------ DATASET EXCERPTS ------

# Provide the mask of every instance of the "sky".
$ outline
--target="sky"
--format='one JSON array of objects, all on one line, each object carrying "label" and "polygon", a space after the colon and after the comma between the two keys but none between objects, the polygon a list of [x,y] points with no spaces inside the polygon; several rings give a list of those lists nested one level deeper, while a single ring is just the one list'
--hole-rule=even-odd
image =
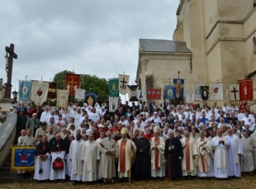
[{"label": "sky", "polygon": [[18,81],[50,81],[55,73],[118,73],[136,78],[139,40],[173,40],[179,0],[1,0],[0,78],[5,47],[15,45],[12,89]]}]

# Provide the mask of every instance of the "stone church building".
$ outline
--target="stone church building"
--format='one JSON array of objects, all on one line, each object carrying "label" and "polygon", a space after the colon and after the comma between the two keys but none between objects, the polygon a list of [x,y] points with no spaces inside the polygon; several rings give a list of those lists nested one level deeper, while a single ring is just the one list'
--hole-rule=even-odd
[{"label": "stone church building", "polygon": [[179,71],[185,91],[194,83],[223,83],[224,101],[218,105],[229,103],[225,90],[238,79],[252,78],[255,96],[256,0],[180,0],[176,15],[173,40],[140,40],[140,89],[149,87],[150,78],[164,92]]}]

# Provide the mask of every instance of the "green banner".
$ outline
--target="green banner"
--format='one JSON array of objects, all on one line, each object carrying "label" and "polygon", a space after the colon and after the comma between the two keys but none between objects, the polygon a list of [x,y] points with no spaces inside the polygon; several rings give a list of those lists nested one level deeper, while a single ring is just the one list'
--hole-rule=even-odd
[{"label": "green banner", "polygon": [[119,97],[119,79],[118,78],[110,78],[108,81],[109,85],[109,97]]}]

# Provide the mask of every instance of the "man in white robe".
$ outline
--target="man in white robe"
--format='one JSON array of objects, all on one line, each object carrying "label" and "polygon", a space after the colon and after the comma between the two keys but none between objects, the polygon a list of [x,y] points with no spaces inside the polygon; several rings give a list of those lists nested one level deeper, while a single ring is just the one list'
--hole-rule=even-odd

------

■ WHAT THE TASK REQUIRES:
Without the pictures, retype the whole of the material above exactly.

■ WRITTEN SOLUTION:
# Provide the mask of every instance of the "sky".
$ outline
--target="sky"
--format='one JSON array of objects, all on one line, each object carrying "label" and "polygon", a space after the colon and after the comma between the two keys but none between objects, the polygon a list of [x,y] points with no spaces inside the polygon; several rings give a list of those lists nested one level deeper, while a single ring is just the one list'
--hole-rule=even-odd
image =
[{"label": "sky", "polygon": [[18,81],[50,81],[55,73],[118,73],[136,78],[139,40],[173,40],[179,0],[1,0],[0,78],[5,47],[15,45],[12,89]]}]

# Provide the mask of every instance of the "stone church building".
$ outline
--target="stone church building"
--format='one JSON array of objects, all on one line, each object carrying "label" and "polygon", a space after the colon and after the comma between the two keys but none between objects, the polygon a list of [x,y] points with no spaces inside the polygon; several rings give a list of those lists nested one level deeper, while a single ring is just the one list'
--hole-rule=even-odd
[{"label": "stone church building", "polygon": [[179,71],[185,91],[194,83],[223,83],[224,101],[218,105],[229,103],[225,90],[238,79],[252,78],[255,96],[256,0],[180,0],[176,15],[173,40],[140,40],[140,89],[149,87],[150,78],[164,92]]}]

# Provide the mask of every instance of the "green banner".
$ outline
--target="green banner"
--format='one JSON array of objects, all on one line, each object carrying "label" and "polygon", a space after the colon and after the comma between the two keys but none between objects, the polygon a list of [x,y] points with no spaces inside the polygon; several rings give a list of those lists nested one level deeper, while a single ring is just the one list'
--hole-rule=even-odd
[{"label": "green banner", "polygon": [[119,97],[119,79],[118,78],[110,78],[108,81],[109,85],[109,97]]}]

# Provide the mask of every instance of the "man in white robe".
$ outline
--target="man in white robe"
--format='one JSON array of objects, all on one line, each object carrying "label" and "polygon", a space after the colon and after the comma between the two keys but none between objects, the polygon a list of [x,y] points with no spaces inside the polygon; several rings give a list of those lists nested one level deeper, while a single ring is just the one list'
--hole-rule=even-odd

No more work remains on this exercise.